It is supposed to run well. After I while I started having BSODs, I/O errors, so I suspected the RAM. I swapped them around, mixed them up with old ones but still errors. I suspect it is not running well with 667MT/s memory (PC2-5300) as the original ones were 533MT/s (PC2-4200). I don't know if anyone can confirm that. By investigating further, my processor is a core2duo T5200 and its FSB speed is 533 MT/s, so I'm suspecting that the RAM at 633 MT/s is causing the errors. Can somebody confirm?


----------



## GZ (Jan 31, 2010)

HanmerTech said:


> I also have an Aspire 5630 and also wanted to upgrade my RAM so I went for 2x 2GB ADATA sticks @677MT/s.
> It is supposed to run well. After I while I started having BSODs, I/O errors, so I suspected the RAM. I swapped them around, mixed them up with old ones but still errors. I suspect it is not running well with 667MT/s memory (PC2-5300) as the original ones were 533MT/s (PC2-4200). I don't know if anyone can confirm that. By investigating further, my processor is a core2duo T5200 and its FSB speed is 533 MT/s, so I'm suspecting that the RAM at 633 MT/s is causing the errors. Can somebody confirm?


Hello HanmerTech,

This is an old thread. Please post a new thread with a complete description of your issue.

## DATA PROVIDED:

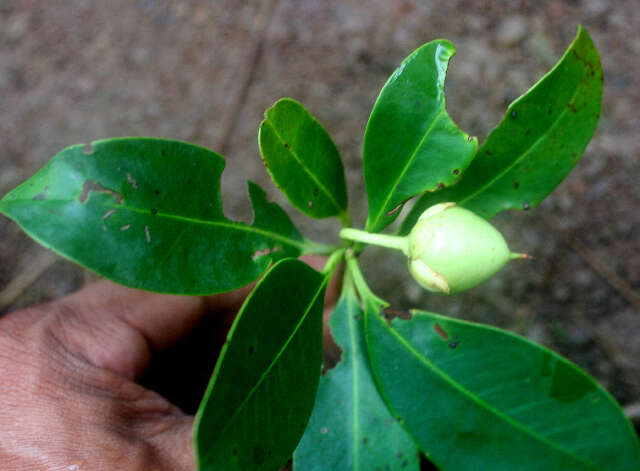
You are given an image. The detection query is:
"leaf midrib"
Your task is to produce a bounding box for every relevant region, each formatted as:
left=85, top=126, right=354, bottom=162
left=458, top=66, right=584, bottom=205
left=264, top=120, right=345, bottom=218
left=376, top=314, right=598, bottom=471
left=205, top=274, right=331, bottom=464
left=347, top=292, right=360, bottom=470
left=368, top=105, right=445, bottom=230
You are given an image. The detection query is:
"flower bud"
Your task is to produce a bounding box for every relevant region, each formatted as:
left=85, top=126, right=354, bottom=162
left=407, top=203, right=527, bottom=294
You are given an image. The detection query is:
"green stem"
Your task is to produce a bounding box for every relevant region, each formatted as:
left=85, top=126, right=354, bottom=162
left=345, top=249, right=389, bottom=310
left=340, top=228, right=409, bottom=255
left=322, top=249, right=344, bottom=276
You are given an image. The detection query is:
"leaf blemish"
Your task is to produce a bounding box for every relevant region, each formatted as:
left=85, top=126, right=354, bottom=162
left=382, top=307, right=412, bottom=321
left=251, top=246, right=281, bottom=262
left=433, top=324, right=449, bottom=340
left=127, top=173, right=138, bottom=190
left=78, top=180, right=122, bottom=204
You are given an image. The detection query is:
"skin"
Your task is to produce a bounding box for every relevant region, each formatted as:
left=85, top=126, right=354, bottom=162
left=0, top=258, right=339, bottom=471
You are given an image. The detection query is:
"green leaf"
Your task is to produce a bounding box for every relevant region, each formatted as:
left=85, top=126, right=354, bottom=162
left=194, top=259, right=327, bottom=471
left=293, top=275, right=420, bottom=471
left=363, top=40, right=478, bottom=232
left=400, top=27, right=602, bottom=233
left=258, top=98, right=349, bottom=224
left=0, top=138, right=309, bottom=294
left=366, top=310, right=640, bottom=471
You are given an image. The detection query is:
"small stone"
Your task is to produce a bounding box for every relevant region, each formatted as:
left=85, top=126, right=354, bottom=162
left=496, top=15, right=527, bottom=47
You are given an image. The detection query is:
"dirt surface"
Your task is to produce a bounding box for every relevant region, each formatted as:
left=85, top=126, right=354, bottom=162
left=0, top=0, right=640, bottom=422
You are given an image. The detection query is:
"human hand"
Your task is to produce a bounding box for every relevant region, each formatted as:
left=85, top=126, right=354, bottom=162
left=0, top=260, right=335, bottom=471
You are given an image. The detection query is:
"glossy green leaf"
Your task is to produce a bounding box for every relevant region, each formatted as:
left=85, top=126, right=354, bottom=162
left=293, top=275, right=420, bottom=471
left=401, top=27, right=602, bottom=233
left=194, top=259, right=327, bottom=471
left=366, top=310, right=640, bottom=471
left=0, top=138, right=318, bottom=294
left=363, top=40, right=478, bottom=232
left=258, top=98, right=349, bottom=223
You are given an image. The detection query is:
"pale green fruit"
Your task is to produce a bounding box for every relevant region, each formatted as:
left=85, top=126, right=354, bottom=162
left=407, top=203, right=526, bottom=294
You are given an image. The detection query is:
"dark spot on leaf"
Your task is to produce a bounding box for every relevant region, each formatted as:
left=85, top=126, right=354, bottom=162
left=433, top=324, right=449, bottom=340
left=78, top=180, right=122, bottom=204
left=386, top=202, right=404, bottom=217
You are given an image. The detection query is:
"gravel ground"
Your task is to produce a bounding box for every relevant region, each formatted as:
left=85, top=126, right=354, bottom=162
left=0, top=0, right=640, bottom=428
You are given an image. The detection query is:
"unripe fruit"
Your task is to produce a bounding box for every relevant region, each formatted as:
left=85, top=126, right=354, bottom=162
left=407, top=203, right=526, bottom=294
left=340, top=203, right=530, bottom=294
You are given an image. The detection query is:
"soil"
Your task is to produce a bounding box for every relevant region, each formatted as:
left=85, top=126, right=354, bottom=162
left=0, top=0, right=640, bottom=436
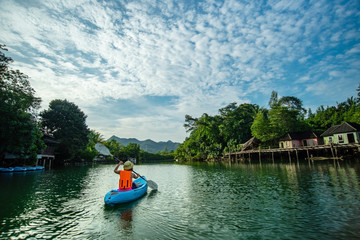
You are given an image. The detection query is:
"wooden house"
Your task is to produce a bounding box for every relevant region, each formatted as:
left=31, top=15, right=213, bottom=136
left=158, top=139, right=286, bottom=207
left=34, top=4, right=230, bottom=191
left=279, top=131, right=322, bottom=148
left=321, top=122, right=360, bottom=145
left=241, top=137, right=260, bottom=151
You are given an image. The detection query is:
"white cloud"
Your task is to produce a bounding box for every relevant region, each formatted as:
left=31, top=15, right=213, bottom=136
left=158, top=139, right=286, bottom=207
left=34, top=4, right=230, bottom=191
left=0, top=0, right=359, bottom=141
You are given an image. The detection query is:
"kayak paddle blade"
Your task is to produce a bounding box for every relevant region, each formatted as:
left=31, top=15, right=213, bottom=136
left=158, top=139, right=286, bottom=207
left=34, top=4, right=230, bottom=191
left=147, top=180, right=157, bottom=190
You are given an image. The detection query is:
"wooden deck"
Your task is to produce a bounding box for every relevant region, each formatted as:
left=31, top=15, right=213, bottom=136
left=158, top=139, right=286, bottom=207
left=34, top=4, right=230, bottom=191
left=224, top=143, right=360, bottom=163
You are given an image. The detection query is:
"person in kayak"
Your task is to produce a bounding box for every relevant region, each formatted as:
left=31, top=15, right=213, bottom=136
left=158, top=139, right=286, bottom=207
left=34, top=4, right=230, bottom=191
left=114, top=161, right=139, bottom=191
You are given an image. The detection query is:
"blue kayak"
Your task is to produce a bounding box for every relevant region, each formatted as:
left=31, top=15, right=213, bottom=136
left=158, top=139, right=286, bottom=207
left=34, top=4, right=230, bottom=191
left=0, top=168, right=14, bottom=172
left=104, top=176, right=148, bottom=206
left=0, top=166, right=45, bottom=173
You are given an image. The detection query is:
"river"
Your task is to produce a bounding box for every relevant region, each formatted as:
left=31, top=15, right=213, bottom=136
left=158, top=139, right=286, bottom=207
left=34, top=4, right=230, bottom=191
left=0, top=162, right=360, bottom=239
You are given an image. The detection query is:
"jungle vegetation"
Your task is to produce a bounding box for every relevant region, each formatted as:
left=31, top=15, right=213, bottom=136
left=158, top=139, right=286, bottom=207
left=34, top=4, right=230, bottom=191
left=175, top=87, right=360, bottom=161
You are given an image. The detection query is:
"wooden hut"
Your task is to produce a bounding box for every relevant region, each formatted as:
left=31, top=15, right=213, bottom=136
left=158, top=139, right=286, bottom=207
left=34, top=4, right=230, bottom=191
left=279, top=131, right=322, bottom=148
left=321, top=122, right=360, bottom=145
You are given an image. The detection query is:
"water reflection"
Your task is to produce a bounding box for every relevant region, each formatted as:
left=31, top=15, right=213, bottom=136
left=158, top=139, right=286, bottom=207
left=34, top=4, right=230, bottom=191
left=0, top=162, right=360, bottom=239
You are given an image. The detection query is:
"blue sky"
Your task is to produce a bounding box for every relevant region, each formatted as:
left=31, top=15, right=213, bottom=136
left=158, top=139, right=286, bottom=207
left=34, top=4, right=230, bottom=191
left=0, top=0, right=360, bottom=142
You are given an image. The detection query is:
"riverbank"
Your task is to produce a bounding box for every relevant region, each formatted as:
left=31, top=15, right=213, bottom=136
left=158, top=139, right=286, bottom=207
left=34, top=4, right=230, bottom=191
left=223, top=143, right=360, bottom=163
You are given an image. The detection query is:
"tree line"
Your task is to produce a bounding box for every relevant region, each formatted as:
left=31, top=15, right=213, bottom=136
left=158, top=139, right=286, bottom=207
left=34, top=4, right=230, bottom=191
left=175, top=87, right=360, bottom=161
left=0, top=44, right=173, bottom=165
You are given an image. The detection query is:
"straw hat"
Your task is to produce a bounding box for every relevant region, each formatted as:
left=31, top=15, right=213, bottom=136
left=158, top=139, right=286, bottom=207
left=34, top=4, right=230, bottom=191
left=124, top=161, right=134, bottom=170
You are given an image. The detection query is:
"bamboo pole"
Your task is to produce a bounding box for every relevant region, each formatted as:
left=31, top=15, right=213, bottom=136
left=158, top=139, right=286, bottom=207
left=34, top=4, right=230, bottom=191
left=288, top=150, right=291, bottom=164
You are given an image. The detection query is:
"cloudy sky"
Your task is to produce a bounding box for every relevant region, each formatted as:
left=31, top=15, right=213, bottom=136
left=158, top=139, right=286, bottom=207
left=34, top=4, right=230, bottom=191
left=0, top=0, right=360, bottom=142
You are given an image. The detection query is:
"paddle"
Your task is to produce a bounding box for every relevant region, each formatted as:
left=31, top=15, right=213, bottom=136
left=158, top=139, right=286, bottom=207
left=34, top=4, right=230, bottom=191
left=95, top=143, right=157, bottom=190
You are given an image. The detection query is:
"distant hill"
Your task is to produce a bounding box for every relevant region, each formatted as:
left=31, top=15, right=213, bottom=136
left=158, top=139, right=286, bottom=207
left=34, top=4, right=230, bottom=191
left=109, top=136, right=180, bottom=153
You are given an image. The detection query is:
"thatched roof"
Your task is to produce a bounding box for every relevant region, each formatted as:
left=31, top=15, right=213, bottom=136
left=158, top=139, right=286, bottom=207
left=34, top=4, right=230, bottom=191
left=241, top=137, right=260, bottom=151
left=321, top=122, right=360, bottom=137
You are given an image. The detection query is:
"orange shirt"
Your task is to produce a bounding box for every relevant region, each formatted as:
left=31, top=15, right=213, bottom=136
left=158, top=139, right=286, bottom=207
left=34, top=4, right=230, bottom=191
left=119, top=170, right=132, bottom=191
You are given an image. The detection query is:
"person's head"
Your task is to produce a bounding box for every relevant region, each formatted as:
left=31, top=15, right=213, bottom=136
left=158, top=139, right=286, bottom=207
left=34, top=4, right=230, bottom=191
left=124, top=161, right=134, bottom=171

## WORK INSTRUCTIONS:
1: From the forum thread above, copy the passage from "## GZ (Jan 31, 2010)" to "of your issue." word for word.
2: Do these statements agree with the forum thread? For each, answer yes or no and quote the words that decide it.
(a) The laptop's original memory was PC2-4200.
(b) Mixing the new sticks with the old ones made the errors stop.
(c) GZ asks HanmerTech to keep discussing the issue in this same thread.

## RESPONSES BY TASK:
1:
## GZ (Jan 31, 2010)

HanmerTech said:


> I also have an Aspire 5630 and also wanted to upgrade my RAM so I went for 2x 2GB ADATA sticks @677MT/s.
> It is supposed to run well. After I while I started having BSODs, I/O errors, so I suspected the RAM. I swapped them around, mixed them up with old ones but still errors. I suspect it is not running well with 667MT/s memory (PC2-5300) as the original ones were 533MT/s (PC2-4200). I don't know if anyone can confirm that. By investigating further, my processor is a core2duo T5200 and its FSB speed is 533 MT/s, so I'm suspecting that the RAM at 633 MT/s is causing the errors. Can somebody confirm?


Hello HanmerTech,

This is an old thread. Please post a new thread with a complete description of your issue.

2:
(a) Yes: "the original ones were 533MT/s (PC2-4200)"
(b) No: "mixed them up with old ones but still errors"
(c) No: "Please post a new thread with a complete description of your issue."